**** DATA

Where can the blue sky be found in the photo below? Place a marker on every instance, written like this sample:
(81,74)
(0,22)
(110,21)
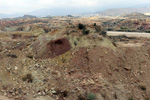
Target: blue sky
(15,6)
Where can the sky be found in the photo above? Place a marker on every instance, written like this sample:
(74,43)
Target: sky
(20,6)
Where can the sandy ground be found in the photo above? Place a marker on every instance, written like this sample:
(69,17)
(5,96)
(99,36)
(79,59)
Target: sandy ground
(129,34)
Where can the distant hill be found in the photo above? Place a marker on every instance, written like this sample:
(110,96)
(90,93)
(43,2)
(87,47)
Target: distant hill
(123,11)
(28,16)
(23,17)
(136,16)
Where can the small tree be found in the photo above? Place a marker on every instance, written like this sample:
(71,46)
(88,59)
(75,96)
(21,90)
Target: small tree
(81,26)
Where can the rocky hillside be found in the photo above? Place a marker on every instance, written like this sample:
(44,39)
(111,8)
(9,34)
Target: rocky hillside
(122,11)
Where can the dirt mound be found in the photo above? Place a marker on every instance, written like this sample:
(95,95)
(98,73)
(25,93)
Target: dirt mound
(45,47)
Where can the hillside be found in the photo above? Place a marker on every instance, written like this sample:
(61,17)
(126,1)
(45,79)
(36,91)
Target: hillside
(122,11)
(136,16)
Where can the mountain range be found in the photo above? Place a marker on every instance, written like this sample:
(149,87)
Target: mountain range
(77,11)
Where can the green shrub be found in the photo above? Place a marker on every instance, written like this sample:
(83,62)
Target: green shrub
(142,87)
(91,96)
(81,26)
(85,32)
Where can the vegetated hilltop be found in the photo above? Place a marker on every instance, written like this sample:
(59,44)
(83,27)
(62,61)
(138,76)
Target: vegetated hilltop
(136,16)
(134,22)
(122,11)
(61,58)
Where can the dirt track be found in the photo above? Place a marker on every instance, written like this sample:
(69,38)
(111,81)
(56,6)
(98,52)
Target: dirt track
(129,34)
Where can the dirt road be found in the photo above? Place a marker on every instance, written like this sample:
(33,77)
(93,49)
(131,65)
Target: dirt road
(129,34)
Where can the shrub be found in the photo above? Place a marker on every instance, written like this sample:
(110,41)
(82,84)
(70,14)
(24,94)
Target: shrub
(91,96)
(85,32)
(81,26)
(94,24)
(142,87)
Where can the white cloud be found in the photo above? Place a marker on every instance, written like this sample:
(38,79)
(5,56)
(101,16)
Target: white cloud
(12,6)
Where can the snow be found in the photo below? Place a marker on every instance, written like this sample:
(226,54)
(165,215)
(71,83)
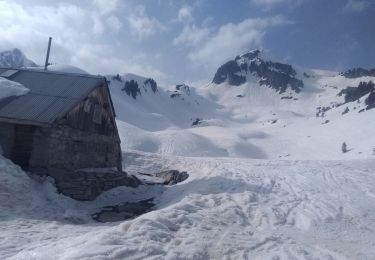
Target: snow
(66,68)
(267,180)
(227,209)
(10,88)
(260,125)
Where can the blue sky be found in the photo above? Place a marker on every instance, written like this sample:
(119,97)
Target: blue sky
(183,41)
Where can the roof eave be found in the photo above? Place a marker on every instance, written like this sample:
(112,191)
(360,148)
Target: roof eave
(23,122)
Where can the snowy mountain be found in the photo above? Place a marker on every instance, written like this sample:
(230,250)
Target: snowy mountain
(253,108)
(268,175)
(15,59)
(276,75)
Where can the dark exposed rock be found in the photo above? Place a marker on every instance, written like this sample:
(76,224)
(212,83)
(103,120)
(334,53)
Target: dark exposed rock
(117,78)
(352,94)
(152,83)
(172,176)
(276,75)
(180,90)
(370,101)
(124,211)
(358,72)
(229,72)
(173,95)
(196,122)
(131,88)
(306,75)
(321,111)
(345,111)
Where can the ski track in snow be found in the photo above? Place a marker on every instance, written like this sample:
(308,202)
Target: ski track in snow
(227,209)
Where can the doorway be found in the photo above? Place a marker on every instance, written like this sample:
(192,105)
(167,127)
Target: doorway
(23,145)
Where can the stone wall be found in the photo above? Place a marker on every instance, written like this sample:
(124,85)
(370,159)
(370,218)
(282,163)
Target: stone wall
(65,148)
(6,138)
(88,184)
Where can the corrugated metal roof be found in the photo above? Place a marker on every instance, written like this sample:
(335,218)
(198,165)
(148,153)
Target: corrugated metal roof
(52,95)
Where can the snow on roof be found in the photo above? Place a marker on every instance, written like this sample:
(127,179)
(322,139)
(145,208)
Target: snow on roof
(10,88)
(51,95)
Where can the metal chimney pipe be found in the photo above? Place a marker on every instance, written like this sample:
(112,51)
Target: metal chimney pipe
(47,57)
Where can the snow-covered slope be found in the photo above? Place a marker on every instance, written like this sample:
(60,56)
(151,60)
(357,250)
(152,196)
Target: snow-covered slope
(15,59)
(227,209)
(270,207)
(263,117)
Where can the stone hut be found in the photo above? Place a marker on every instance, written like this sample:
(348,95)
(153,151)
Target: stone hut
(65,128)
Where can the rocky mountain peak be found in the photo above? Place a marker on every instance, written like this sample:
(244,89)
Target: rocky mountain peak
(276,75)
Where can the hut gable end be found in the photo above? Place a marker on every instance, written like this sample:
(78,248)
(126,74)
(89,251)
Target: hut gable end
(93,114)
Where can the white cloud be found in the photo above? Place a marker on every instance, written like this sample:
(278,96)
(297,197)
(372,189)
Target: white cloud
(114,23)
(142,25)
(231,39)
(185,14)
(79,37)
(355,6)
(192,35)
(105,6)
(271,3)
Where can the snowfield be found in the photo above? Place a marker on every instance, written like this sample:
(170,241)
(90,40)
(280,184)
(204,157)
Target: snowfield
(227,209)
(267,179)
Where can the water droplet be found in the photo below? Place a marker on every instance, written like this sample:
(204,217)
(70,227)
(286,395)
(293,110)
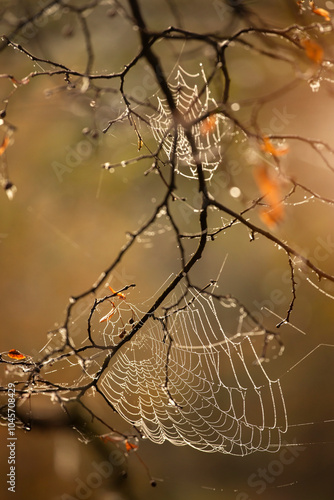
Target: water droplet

********

Please convert all of the material above into a Markdown table with two columns, Row and Line, giving each non-blank line its own numbered row and leaving the pictures out.

WRITTEN SOLUTION |
| Row | Line |
|---|---|
| 1 | Where can the blue sky be found in the photo below? Place a marker on every instance, written like this sample: |
| 2 | (81,74) |
| 3 | (0,22) |
| 4 | (110,21) |
| 5 | Target: blue sky |
| 6 | (15,6) |
| 7 | Where can the sky be found in the photo above? Place a marker on every instance, written like this sample: |
| 8 | (74,43) |
| 9 | Target: sky |
| 10 | (20,6) |
| 11 | Where can the sandy ground be found in the photo above? Place a marker on every instance, written like this sample: |
| 12 | (69,17) |
| 13 | (5,96) |
| 14 | (99,36) |
| 15 | (79,59) |
| 16 | Target: sandy ground |
| 17 | (129,34) |
| 18 | Where can the distant hill be found in the photo above? Place a marker on every instance, written like this sample: |
| 19 | (110,96) |
| 20 | (90,93) |
| 21 | (43,2) |
| 22 | (87,47) |
| 23 | Target: distant hill |
| 24 | (123,11) |
| 25 | (28,16) |
| 26 | (23,17) |
| 27 | (136,16) |
| 28 | Where can the small tree be found in the photo above? Place a marker on every instance, written like this sample: |
| 29 | (71,46) |
| 30 | (88,59) |
| 31 | (75,96) |
| 32 | (21,90) |
| 33 | Target: small tree |
| 34 | (81,26) |
| 35 | Where can the rocky hillside be found in the photo above? Place a marker on every instance, written like this sample: |
| 36 | (44,39) |
| 37 | (111,8) |
| 38 | (9,34) |
| 39 | Target: rocky hillside |
| 40 | (122,11) |
| 41 | Where can the dirt mound be found in the photo above? Place a marker on every instance, written like this sample: |
| 42 | (95,95) |
| 43 | (98,73) |
| 44 | (25,93) |
| 45 | Target: dirt mound |
| 46 | (45,47) |
| 47 | Where can the hillside be found in the photo above? Place a marker on every instance, written like this sample: |
| 48 | (61,17) |
| 49 | (126,1) |
| 50 | (45,79) |
| 51 | (36,91) |
| 52 | Target: hillside |
| 53 | (122,11) |
| 54 | (136,16) |
| 55 | Where can the mountain range be found in the photo above? Place a marker on every instance, written like this sample: |
| 56 | (149,87) |
| 57 | Target: mountain range |
| 58 | (77,11) |
| 59 | Where can the green shrub be found in the photo above? Place a marker on every instance, written like this sample: |
| 60 | (83,62) |
| 61 | Target: green shrub |
| 62 | (142,87) |
| 63 | (91,96) |
| 64 | (81,26) |
| 65 | (85,32) |
| 66 | Where can the vegetated hilltop be found in the photo above? Place a marker on every instance, written like this sample: |
| 67 | (59,44) |
| 68 | (83,27) |
| 69 | (62,61) |
| 70 | (138,76) |
| 71 | Target: vegetated hilltop |
| 72 | (136,16) |
| 73 | (134,22) |
| 74 | (122,11) |
| 75 | (61,58) |
| 76 | Where can the dirt track be found in the photo above? Place a marker on every instance, written like this sample: |
| 77 | (69,38) |
| 78 | (111,81) |
| 79 | (56,6) |
| 80 | (98,52) |
| 81 | Target: dirt track |
| 82 | (129,34) |
| 83 | Where can the dirt road be found in the photo above? Place a marker on every instance, written like this sample: |
| 84 | (33,77) |
| 85 | (93,49) |
| 86 | (131,65) |
| 87 | Target: dirt road |
| 88 | (129,34) |
| 89 | Where can the shrub be found in the photo above? Place a marker on every instance, written like this sample: |
| 90 | (110,41) |
| 91 | (82,84) |
| 92 | (70,14) |
| 93 | (24,94) |
| 94 | Target: shrub |
| 95 | (91,96) |
| 96 | (85,32) |
| 97 | (81,26) |
| 98 | (94,24) |
| 99 | (142,87) |
| 100 | Where can the white cloud be found in the photo above? Place a marker on every instance, written like this sample: |
| 101 | (38,79) |
| 102 | (5,56) |
| 103 | (101,16) |
| 104 | Target: white cloud |
| 105 | (12,6) |
| 106 | Where can the snow be found in the photo below? Place a marker on every instance, written like this sample: |
| 107 | (226,54) |
| 108 | (165,215) |
| 109 | (71,83) |
| 110 | Target: snow |
| 111 | (66,68) |
| 112 | (267,180) |
| 113 | (227,209) |
| 114 | (10,88) |
| 115 | (260,125) |
| 116 | Where can the blue sky be found in the photo above? Place a marker on every instance, written like this sample: |
| 117 | (119,97) |
| 118 | Target: blue sky |
| 119 | (183,41) |
| 120 | Where can the roof eave be found in the photo above? Place a marker on every instance, written like this sample: |
| 121 | (112,191) |
| 122 | (360,148) |
| 123 | Target: roof eave |
| 124 | (23,122) |
| 125 | Where can the snowy mountain be found in the photo above? Place a marker on every instance, written like this sample: |
| 126 | (230,250) |
| 127 | Target: snowy mountain |
| 128 | (253,108) |
| 129 | (268,175) |
| 130 | (15,59) |
| 131 | (276,75) |
| 132 | Where can the dark exposed rock be found in the photo above? Place a marker on every instance, written like this sample: |
| 133 | (76,224) |
| 134 | (212,83) |
| 135 | (103,120) |
| 136 | (334,53) |
| 137 | Target: dark exposed rock |
| 138 | (117,78) |
| 139 | (352,94) |
| 140 | (152,83) |
| 141 | (172,176) |
| 142 | (276,75) |
| 143 | (180,90) |
| 144 | (370,101) |
| 145 | (124,211) |
| 146 | (358,72) |
| 147 | (229,72) |
| 148 | (173,95) |
| 149 | (196,122) |
| 150 | (131,88) |
| 151 | (306,75) |
| 152 | (321,111) |
| 153 | (345,111) |
| 154 | Where can the ski track in snow be found in the photo above? Place a marker on every instance, written like this sample: |
| 155 | (308,202) |
| 156 | Target: ski track in snow |
| 157 | (227,209) |
| 158 | Where can the doorway be found in the photo above? Place a marker on every instance, written like this sample: |
| 159 | (192,105) |
| 160 | (167,127) |
| 161 | Target: doorway |
| 162 | (23,145) |
| 163 | Where can the stone wall be found in the photo above? Place a marker on every instance, written like this sample: |
| 164 | (124,85) |
| 165 | (370,159) |
| 166 | (370,218) |
| 167 | (282,163) |
| 168 | Target: stone wall |
| 169 | (65,148) |
| 170 | (6,138) |
| 171 | (88,184) |
| 172 | Where can the corrugated metal roof be found in the photo above? Place a marker on every instance, written like this sample: |
| 173 | (335,218) |
| 174 | (198,165) |
| 175 | (148,153) |
| 176 | Target: corrugated metal roof |
| 177 | (52,95) |
| 178 | Where can the snow on roof be found in the photo above? Place a marker on every instance, written like this sample: |
| 179 | (127,179) |
| 180 | (322,139) |
| 181 | (145,208) |
| 182 | Target: snow on roof |
| 183 | (10,88) |
| 184 | (51,95) |
| 185 | Where can the metal chimney pipe be found in the photo above? Place a marker on every instance, written like this sample: |
| 186 | (112,51) |
| 187 | Target: metal chimney pipe |
| 188 | (47,57) |
| 189 | Where can the snow-covered slope be found in the photo above? Place a marker on every instance, written like this sample: |
| 190 | (60,56) |
| 191 | (151,60) |
| 192 | (357,250) |
| 193 | (152,196) |
| 194 | Target: snow-covered slope |
| 195 | (15,59) |
| 196 | (227,209) |
| 197 | (270,207) |
| 198 | (263,117) |
| 199 | Where can the stone hut be found in the photo above? Place a marker on every instance, written like this sample: |
| 200 | (348,95) |
| 201 | (153,151) |
| 202 | Target: stone hut |
| 203 | (65,128) |
| 204 | Where can the rocky mountain peak be found in the photo above? Place a marker on every instance, written like this sample: |
| 205 | (244,89) |
| 206 | Target: rocky mountain peak |
| 207 | (276,75) |
| 208 | Where can the hut gable end be found in the photo above? Place a marker on every instance, written like this sample: |
| 209 | (78,248) |
| 210 | (126,74) |
| 211 | (89,251) |
| 212 | Target: hut gable end |
| 213 | (93,114) |
| 214 | Where can the white cloud be found in the photo above? Place a marker on every instance, written like this sample: |
| 215 | (278,96) |
| 216 | (297,197) |
| 217 | (372,189) |
| 218 | Target: white cloud |
| 219 | (114,23) |
| 220 | (142,25) |
| 221 | (231,39) |
| 222 | (185,14) |
| 223 | (79,37) |
| 224 | (355,6) |
| 225 | (192,35) |
| 226 | (105,6) |
| 227 | (271,3) |
| 228 | Where can the snowfield be found in the photo above? Place a marker on every instance, written like this sample: |
| 229 | (170,241) |
| 230 | (90,40) |
| 231 | (280,184) |
| 232 | (204,157) |
| 233 | Target: snowfield |
| 234 | (227,209) |
| 235 | (267,179) |
| 236 | Where can the water droplet be found in the photo below? Place a marker on every instance, written like this sample: |
| 237 | (204,217) |
| 238 | (70,227) |
| 239 | (286,395) |
| 240 | (293,110) |
| 241 | Target: water droplet |